**What you will do:**
Write out the entries from the start through the line containing "0,32,264,69", keeping the requests but leaving out the pictures. In the answers only, multiply each box coordinate by 1.8 and round to a whole number, with halves rounded up.

>> BEGIN

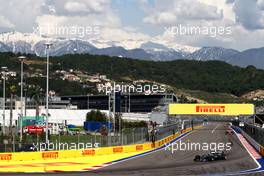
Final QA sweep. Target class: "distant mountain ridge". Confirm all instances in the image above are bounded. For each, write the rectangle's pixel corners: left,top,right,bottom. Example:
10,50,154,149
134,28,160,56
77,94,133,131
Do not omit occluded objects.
0,32,264,69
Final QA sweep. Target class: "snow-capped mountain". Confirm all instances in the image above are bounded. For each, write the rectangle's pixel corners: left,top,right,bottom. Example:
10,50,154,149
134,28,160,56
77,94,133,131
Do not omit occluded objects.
186,47,239,62
140,42,183,61
0,32,188,61
0,32,264,68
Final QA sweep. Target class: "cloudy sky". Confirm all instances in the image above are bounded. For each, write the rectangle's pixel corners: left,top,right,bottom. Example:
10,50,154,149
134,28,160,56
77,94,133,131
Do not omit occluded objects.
0,0,264,50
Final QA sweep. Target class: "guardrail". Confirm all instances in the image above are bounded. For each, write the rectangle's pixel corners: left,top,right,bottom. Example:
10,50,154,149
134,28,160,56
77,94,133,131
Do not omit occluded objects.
233,126,264,156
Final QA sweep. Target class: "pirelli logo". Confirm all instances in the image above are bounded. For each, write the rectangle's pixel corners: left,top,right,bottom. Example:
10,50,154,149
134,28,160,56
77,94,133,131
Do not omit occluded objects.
113,147,123,153
136,145,143,151
42,152,59,159
0,154,12,161
82,149,95,156
196,106,225,113
169,103,255,116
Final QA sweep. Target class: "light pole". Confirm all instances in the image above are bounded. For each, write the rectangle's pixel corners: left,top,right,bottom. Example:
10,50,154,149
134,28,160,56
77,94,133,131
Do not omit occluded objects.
18,56,26,142
2,67,7,135
44,43,52,143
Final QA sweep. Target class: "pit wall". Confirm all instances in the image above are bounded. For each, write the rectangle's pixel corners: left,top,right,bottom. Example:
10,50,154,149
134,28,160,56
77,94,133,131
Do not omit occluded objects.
232,126,264,156
0,126,202,163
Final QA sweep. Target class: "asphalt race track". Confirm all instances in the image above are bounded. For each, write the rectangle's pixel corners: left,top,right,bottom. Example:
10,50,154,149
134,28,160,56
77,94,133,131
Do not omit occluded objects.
3,123,257,176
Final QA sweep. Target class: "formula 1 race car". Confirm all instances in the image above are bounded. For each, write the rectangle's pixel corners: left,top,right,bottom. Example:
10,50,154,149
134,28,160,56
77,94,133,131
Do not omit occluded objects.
225,128,234,135
193,151,227,162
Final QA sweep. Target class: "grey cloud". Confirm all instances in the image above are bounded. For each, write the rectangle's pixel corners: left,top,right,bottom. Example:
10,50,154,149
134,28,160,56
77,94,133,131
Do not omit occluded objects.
233,0,264,30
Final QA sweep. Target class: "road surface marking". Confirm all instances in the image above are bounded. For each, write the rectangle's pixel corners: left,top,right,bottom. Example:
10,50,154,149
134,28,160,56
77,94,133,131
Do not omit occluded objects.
212,124,219,133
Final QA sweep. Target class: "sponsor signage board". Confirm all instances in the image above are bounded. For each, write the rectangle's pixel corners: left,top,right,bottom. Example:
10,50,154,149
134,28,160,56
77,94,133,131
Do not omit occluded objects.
169,104,255,116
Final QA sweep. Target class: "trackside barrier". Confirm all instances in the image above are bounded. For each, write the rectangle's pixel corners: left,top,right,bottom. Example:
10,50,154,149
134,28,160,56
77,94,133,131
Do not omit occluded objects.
232,126,264,156
0,126,202,163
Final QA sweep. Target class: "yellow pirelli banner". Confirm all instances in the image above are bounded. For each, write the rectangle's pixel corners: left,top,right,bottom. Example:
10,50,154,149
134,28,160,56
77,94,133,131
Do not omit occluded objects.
169,104,255,116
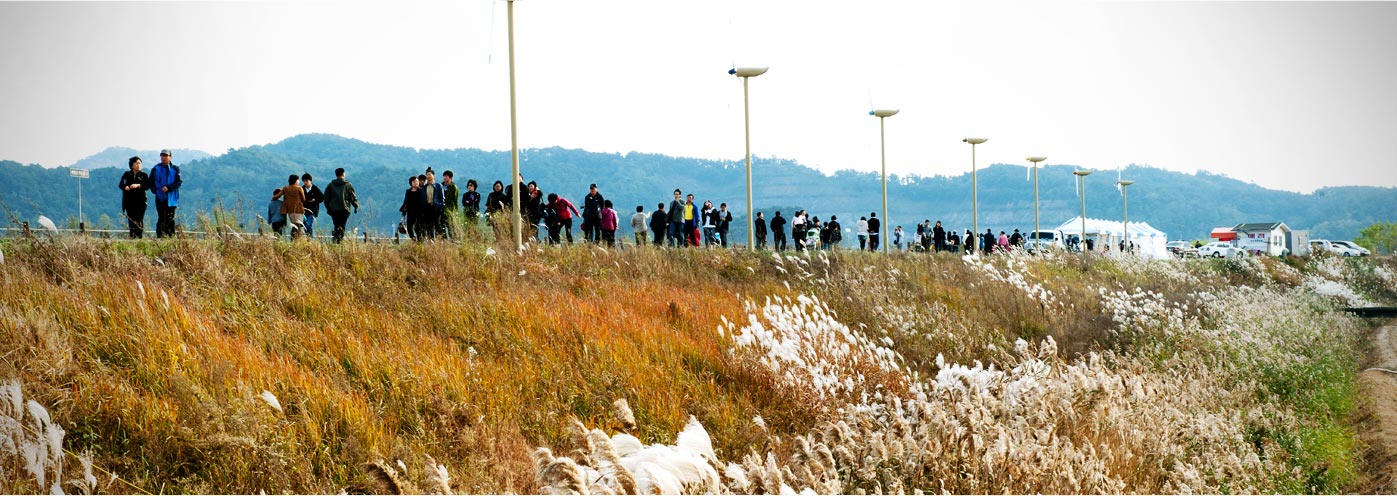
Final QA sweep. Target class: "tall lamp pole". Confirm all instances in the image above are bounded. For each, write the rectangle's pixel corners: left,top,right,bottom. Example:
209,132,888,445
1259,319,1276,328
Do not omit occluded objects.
1116,179,1134,254
507,0,524,253
961,138,989,243
1028,156,1048,251
1071,170,1091,257
869,109,897,253
728,67,767,250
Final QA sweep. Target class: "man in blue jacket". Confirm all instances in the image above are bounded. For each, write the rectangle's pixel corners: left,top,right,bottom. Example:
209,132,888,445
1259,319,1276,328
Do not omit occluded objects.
151,149,184,238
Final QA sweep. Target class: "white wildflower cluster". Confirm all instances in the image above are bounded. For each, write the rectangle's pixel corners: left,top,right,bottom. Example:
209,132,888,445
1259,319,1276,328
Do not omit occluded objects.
1097,288,1189,335
0,380,96,495
961,254,1062,306
718,295,902,397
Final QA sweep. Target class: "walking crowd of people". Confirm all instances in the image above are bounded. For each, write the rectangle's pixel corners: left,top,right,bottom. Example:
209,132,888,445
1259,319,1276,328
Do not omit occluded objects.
117,149,1091,254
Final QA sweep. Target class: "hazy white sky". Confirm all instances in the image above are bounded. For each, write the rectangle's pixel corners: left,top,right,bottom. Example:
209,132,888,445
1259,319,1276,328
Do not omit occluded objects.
0,0,1397,191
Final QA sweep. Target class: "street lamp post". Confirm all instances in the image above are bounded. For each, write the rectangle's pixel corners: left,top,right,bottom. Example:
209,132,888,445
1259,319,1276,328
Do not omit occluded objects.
1071,170,1091,257
1116,179,1134,254
869,109,897,253
507,0,524,253
728,67,767,250
1028,156,1048,251
961,138,989,244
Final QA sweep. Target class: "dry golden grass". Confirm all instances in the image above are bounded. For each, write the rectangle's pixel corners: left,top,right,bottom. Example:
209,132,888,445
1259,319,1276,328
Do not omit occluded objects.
0,239,1380,493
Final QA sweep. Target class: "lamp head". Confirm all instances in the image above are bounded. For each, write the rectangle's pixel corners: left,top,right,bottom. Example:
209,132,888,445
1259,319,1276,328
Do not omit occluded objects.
728,67,767,77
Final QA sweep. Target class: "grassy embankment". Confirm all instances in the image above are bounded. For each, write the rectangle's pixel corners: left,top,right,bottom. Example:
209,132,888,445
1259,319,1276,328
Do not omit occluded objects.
0,234,1391,493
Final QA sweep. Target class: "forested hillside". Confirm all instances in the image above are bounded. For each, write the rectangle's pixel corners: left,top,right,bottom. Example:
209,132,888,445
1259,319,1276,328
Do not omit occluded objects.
0,134,1397,239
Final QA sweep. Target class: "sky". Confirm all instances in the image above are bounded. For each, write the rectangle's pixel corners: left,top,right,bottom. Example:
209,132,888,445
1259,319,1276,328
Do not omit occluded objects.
0,0,1397,193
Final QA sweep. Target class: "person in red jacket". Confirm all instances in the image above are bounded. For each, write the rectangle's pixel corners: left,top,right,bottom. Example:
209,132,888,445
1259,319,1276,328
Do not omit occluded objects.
543,193,578,245
602,200,619,247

>> END

**Response:**
Final QA sweep. Target class: "distant mountain ridge". Confirm all instances in the image above are bounded. For each, write the rectangle's pixel corners: left,top,right,bottom. Example:
10,50,154,149
134,28,160,56
77,94,133,131
Do not omit occluded objects.
0,58,475,124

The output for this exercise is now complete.